■ Exercise details ■
Answer these questions from the forum thread about the Quantum Optix 40 anti-reverse part:
(a) Which three measurements of the bearing does js1172 suggest taking?
(b) What price did the local shop put on the reel, according to Tristan?
(c) What web address does jmadre post in the last message of the thread?

■ Provided text ■
# Quantum Optix 40 anti-reverse part



## Tristan (Jun 22, 2006)

Does anyone know where to locate a Quantum Optix 40-series, (4 bearing model) anti-reverse bearing?

Quantum Fishing's website only has the 3-bearing model's anti-reverse available, to the best of my searching...

Appreciate the help, if any...

- Tristan


----------



## Vinnx (Nov 11, 2012)

I've got the same reel.. been a while since I opened it up, but I believe that there's 2 bearings around that whole anti-reverse assembly.. there's one directly under the metal plate holding everything together. and I think the second is either directly below that, or under the clutch.. I tried taking the clutch apart once... was a nightmare to put back together haha. 

Then I think the other 2 bearings are plastic bearings along the handle shaft.


----------



## js1172 (Jun 5, 2012)

measure the bearing outside diameter, inside diameter, and thickness, any machine shop can get them, ya may contact Alan Tani, if anyone knows he does.
js


----------



## Tristan (Jun 22, 2006)

I asked at a local shop, and the advise was "That's a $30 dollar reel, know what I mean? Learn to live with the squeek.".

Well, I'd still like to get a replacement part, for the whole assembly if possible.

How do I contact Alan Tani?

Thanks for the info...

- Tristan


----------



## jmadre (Jan 3, 2008)

Check out this link: http://lmgtfy.com/?q=alan+tani


----------



## jmadre (Jan 3, 2008)

http://alantani.com/


----------

■ Data section ■
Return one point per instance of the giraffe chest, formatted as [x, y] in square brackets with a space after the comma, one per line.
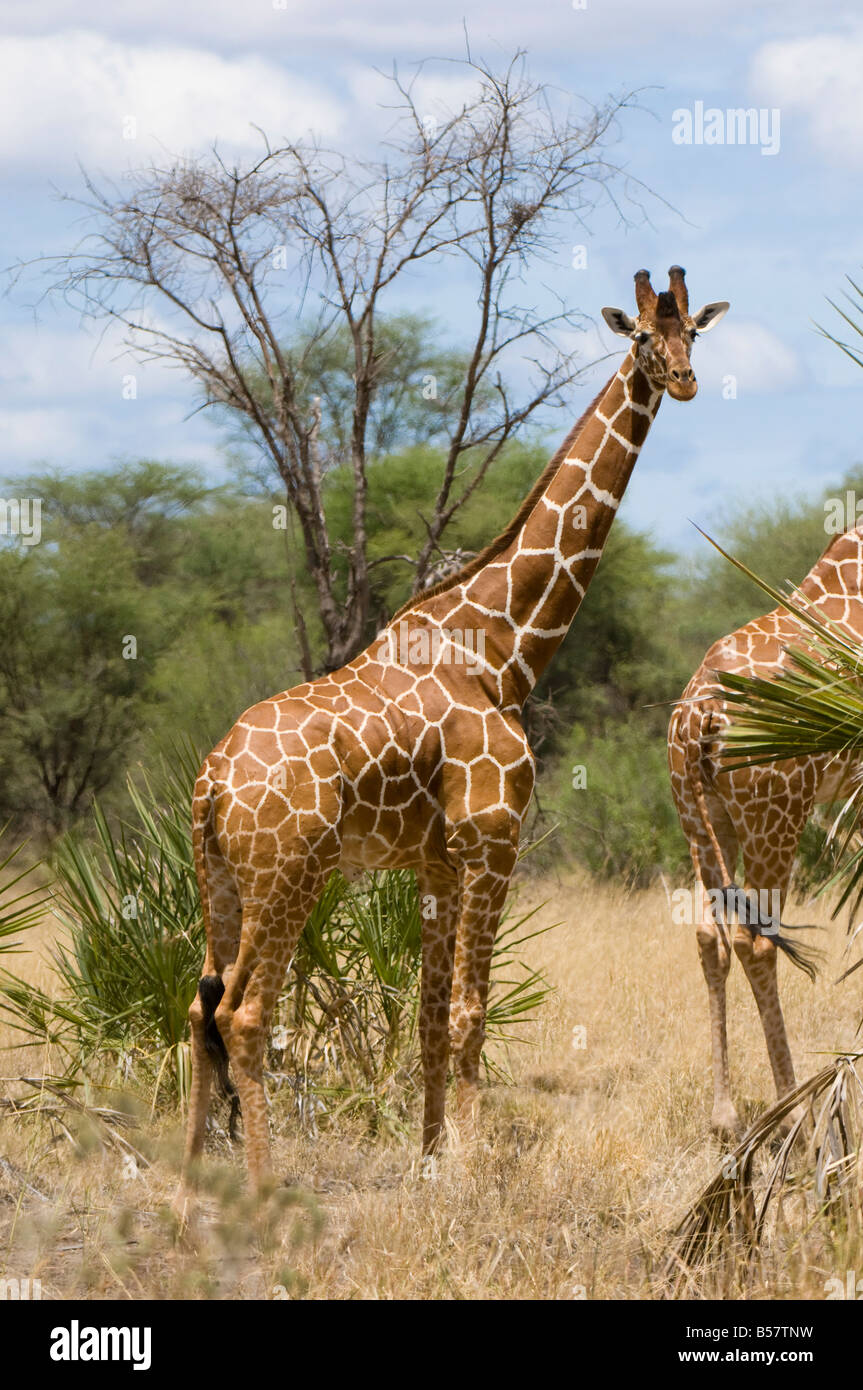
[838, 780]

■ Finished exercise ■
(a) The outside diameter, the inside diameter, and the thickness.
(b) $30.
(c) http://alantani.com/